ABOUT THIS TASK » Starting at the line that contains "of the foam", quote each line exactly through the last line of the entries, both included.

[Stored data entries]
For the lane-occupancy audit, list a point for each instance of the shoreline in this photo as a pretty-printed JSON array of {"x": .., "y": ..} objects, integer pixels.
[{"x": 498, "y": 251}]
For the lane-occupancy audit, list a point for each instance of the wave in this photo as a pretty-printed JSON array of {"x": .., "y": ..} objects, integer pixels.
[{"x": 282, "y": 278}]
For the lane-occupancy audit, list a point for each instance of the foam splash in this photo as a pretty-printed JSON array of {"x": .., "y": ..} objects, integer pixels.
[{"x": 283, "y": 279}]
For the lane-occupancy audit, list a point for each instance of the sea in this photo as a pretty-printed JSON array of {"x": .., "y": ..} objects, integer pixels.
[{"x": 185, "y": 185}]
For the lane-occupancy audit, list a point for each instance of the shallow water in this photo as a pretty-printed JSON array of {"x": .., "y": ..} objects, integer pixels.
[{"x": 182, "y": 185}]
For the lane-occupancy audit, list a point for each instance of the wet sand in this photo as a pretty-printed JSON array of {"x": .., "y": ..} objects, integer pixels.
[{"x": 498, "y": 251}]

RESULT OF THE EXERCISE »
For the lane-occupancy audit, list a point for each instance of the foam splash in this photo as a pretty-printed JSON array of {"x": .., "y": ..} objects, integer pixels.
[{"x": 283, "y": 279}]
For the lane-occupancy audit, list a point for each instance of the sea in this photo as a pretty-printed JSON array of {"x": .., "y": ..} objects, integer pixels.
[{"x": 185, "y": 185}]
For the lane-occupancy audit, list a point for each instance of the shallow water in this photo as a pretty-printed JSON array of {"x": .., "y": ..} objects, integer pixels.
[{"x": 182, "y": 185}]
For the lane-occupancy audit, list a point for each instance of the wet sand in this photo as a pretty-printed JSON array of {"x": .., "y": ..} objects, integer pixels.
[{"x": 498, "y": 251}]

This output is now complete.